■ What is asked ■
Quote word for word the lines below, starting with the line that contains "In this exercise you will indicate the white canopy" and going on through the final line of the records, with both of those lines included. Give only those lines.

■ Records from a dataset ■
╔══

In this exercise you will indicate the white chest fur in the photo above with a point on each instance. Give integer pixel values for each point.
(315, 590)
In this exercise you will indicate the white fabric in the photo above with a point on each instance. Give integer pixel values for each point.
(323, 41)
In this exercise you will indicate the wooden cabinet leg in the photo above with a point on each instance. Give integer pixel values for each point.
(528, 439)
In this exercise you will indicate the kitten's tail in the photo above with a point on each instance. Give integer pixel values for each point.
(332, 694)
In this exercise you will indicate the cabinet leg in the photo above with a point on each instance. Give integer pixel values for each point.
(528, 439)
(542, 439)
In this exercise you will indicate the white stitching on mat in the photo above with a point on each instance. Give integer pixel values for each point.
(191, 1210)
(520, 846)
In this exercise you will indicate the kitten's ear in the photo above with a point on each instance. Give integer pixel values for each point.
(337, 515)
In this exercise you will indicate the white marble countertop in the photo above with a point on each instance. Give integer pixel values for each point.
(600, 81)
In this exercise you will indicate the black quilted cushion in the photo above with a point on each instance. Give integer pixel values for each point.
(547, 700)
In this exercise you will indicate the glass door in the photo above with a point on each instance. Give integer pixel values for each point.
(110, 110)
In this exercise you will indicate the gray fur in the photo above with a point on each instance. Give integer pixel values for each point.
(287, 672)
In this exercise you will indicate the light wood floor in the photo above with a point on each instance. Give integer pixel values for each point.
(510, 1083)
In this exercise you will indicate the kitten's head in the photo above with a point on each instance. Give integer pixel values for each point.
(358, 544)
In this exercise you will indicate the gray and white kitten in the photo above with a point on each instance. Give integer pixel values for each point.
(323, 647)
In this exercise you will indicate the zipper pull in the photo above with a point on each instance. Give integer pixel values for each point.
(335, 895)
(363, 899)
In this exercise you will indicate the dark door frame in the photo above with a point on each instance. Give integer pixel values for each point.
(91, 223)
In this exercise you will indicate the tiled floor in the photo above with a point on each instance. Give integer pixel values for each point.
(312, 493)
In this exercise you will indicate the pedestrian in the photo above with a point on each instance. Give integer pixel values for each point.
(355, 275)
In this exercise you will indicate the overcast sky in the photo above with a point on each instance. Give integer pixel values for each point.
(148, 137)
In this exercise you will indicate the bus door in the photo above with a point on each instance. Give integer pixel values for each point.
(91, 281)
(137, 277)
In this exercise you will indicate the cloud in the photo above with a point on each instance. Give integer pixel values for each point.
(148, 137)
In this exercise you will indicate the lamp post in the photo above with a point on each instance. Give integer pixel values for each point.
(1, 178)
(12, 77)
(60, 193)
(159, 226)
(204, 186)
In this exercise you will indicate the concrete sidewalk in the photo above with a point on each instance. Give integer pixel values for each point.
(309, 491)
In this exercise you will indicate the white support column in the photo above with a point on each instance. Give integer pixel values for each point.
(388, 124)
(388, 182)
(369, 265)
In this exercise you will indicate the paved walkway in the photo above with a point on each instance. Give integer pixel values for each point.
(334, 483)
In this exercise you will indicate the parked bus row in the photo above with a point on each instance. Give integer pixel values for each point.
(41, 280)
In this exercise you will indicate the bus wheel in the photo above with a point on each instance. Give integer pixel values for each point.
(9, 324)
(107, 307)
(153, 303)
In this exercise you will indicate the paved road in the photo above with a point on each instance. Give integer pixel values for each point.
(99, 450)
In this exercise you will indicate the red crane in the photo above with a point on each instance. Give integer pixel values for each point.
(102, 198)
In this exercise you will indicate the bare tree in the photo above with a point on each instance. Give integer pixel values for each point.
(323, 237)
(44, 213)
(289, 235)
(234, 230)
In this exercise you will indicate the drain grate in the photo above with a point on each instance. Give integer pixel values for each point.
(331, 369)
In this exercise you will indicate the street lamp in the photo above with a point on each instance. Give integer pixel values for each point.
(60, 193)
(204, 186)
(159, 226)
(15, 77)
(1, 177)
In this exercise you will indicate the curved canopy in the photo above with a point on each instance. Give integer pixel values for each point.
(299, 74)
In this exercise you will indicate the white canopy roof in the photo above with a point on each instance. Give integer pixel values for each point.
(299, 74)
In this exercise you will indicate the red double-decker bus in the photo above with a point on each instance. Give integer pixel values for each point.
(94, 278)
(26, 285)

╚══

■ Output for this task ■
In this exercise you will indicate the white canopy roof in the photo above with a point on each instance. Give integer pixel values for each point.
(299, 74)
In this exercise you will indicate the red double-decker bus in the photo above with a point on each instance. Give integer pixel values for each point.
(94, 278)
(26, 285)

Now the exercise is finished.